--- Begin Data shown ---

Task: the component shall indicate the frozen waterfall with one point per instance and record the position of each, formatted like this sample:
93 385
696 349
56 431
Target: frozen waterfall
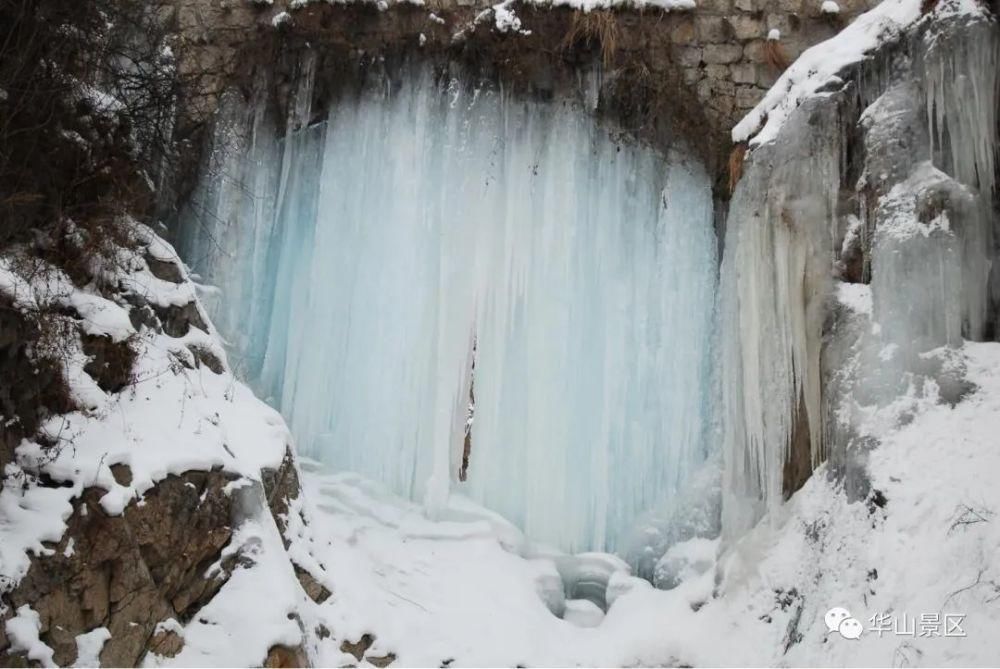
453 290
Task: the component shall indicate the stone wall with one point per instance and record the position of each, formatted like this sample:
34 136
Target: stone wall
717 52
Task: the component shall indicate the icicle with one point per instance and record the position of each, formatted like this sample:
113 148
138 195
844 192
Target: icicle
961 71
775 275
419 226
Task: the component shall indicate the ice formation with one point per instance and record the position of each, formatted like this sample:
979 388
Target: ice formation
921 210
438 258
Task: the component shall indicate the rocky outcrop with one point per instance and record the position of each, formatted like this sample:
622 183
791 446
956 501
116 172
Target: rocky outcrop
160 559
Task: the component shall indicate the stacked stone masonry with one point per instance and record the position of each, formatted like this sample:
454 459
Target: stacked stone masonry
720 48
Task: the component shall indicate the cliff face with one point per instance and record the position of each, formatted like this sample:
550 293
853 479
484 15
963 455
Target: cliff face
130 511
150 500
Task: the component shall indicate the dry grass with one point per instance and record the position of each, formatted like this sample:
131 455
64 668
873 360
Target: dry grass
775 55
736 158
598 26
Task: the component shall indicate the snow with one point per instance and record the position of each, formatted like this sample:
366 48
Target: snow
101 316
436 590
589 5
170 420
822 63
22 630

--- End Data shown ---

Objective:
Convert the lines above into a JSON list of strings, one string per line, leaving out blank lines and the pictures.

Written reply:
[
  "Task: the component shall indicate the frozen waterfall with one point per instance and record the position of each, formatted like this sample:",
  "93 385",
  "696 349",
  "56 431",
  "Target: frozen waterfall",
  "453 290",
  "Task: the component shall indicate the stone wall with one point per instance and record the position of each, formatted like this sample:",
  "34 136",
  "Target: stone wall",
  "717 52",
  "Task: the component shall indicate the icicle with one point per instance and record the position of each, formatted like this sample:",
  "113 148",
  "138 195",
  "844 192",
  "Target: icicle",
  "961 71",
  "775 275",
  "419 226",
  "Task: the component shall indicate the ice formation with one point per instance and record the position of each, formatted like this sample:",
  "979 388",
  "Target: ice formation",
  "921 210",
  "438 258",
  "Task: the component shall indicate the rocky outcrop with one point per instance and record the position of each, formatted like this sample:",
  "622 183",
  "791 446",
  "956 501",
  "116 172",
  "Target: rocky outcrop",
  "160 559",
  "Task: the component shall indicate the stacked stone masonry with one point per instance and record the position of each, formatted like this sample:",
  "454 459",
  "Target: stacked stone masonry",
  "720 48",
  "Task: the component shall indicate the cliff face with one point per instance and record the position of each, formatted like this sample:",
  "550 293",
  "853 479",
  "484 15",
  "963 455",
  "Target: cliff face",
  "130 511",
  "150 500",
  "Task: the component shall indicate the dry grass with one point per instance and record the position of each, formatted like this sample:",
  "131 455",
  "64 668",
  "873 360",
  "Target: dry grass",
  "775 55",
  "736 158",
  "598 26",
  "Task: the component shall indicate the snow with one point per instance and record the position of each, formatted like this sample:",
  "366 48",
  "Target: snow",
  "101 316",
  "436 590",
  "589 5",
  "170 420",
  "822 63",
  "22 630"
]